# [Jobs]
1. In the Fortune 500 article, by what percentage did the listed companies raise their earnings over the last year?
2. Please carry on the Fortune 500 article, picking up after its final sentence.

# [Extracted text]
=====

Wal-Mart, Exxon Mobil Top Fortune 500 List
Wal-Mart, Exxon Mobil and Chevron earn top spots on magazine's annual list.
April 15, 2010 -- The Fortune 500 -- the biggest companies in America -- boosted their earnings a whopping 335 percent in the last year. It's the second biggest jump since the list began in 1955.
"It's just a staggering amount of money that big companies made in 2009 versus 2008. $330 billion more than the year before. It's just an unprecedented gain," said Andy Serwer, managing editor of Fortune magazine, which compiles an annual list of top public companies as measured by gross revenue.
But soaring profits aren't quite a reason to celebrate. Record gains for America's most profitable companies come after a year of record losses. The Fortune 500 shed 834,000 jobs last year -- the biggest cutbacks in its history.

=====

# [Given data]
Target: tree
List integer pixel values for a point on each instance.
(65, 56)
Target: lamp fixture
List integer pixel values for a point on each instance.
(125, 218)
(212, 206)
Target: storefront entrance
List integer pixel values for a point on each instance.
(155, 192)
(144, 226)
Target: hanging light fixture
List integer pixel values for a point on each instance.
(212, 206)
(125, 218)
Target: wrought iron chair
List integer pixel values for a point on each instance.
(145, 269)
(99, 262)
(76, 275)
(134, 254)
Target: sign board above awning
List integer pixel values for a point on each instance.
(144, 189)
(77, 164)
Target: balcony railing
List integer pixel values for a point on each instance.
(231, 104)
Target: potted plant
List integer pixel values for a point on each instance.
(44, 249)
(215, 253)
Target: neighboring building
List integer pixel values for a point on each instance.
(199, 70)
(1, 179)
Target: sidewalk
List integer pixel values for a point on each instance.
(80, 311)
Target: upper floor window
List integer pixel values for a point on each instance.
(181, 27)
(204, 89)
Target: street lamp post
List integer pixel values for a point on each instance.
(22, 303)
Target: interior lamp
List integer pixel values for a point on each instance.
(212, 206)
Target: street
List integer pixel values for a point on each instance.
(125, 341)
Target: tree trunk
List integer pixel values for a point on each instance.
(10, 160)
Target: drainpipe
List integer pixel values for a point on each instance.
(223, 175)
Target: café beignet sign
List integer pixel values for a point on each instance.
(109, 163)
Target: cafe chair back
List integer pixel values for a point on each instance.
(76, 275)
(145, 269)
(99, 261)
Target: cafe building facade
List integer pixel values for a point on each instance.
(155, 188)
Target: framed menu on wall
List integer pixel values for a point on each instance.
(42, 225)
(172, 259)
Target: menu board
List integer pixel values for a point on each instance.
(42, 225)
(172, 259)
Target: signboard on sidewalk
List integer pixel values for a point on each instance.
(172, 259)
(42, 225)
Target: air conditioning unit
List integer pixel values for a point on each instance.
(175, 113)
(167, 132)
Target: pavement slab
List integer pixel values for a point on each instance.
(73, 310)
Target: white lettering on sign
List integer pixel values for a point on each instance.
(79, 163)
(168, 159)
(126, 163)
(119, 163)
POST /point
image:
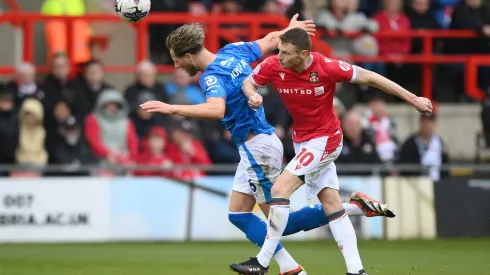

=====

# [Outputs in order]
1. 335 percent

2.
"You can really say that the reason why these companies are doing so much better is because they fired a lot of people," Serwer said. "Unfortunately, that is the history of the big business of capitalism."
With that not-so cheery backdrop, here are some highlights from this year's Fortune 500 list:
Fortune 500 List Highlights
No. 1 on the list this year? Wal-Mart regained the top spot.
"Wal-Mart had a good year and maybe that's not surprising," Serwer said, "People really look for value during tough economic times."
Exxon Mobil dropped from No. 1 to No. 2, but still brought in more than $284 billion.
The fall in energy prices kicked six energy companies off the 500 list, but we shouldn't take up a collection just yet, according to "Mad Money's" Jim Cramer.
"We shouldn't worry about any company that sits on a big pool of black stuff and makes a ton of money," Cramer said.
Home builders were also knocked off this year -- another sign of the times.
"In 2007, there were nine homebuilders on the Fortune 500, now there are zero," Serwer said. "They either went bust or their sales dropped so precipitously that they are no longer big enough to be on the Fortune 500. Not 499, off, completely gone."
An indicator of where money is moving, new to the list this year are nine health care companies.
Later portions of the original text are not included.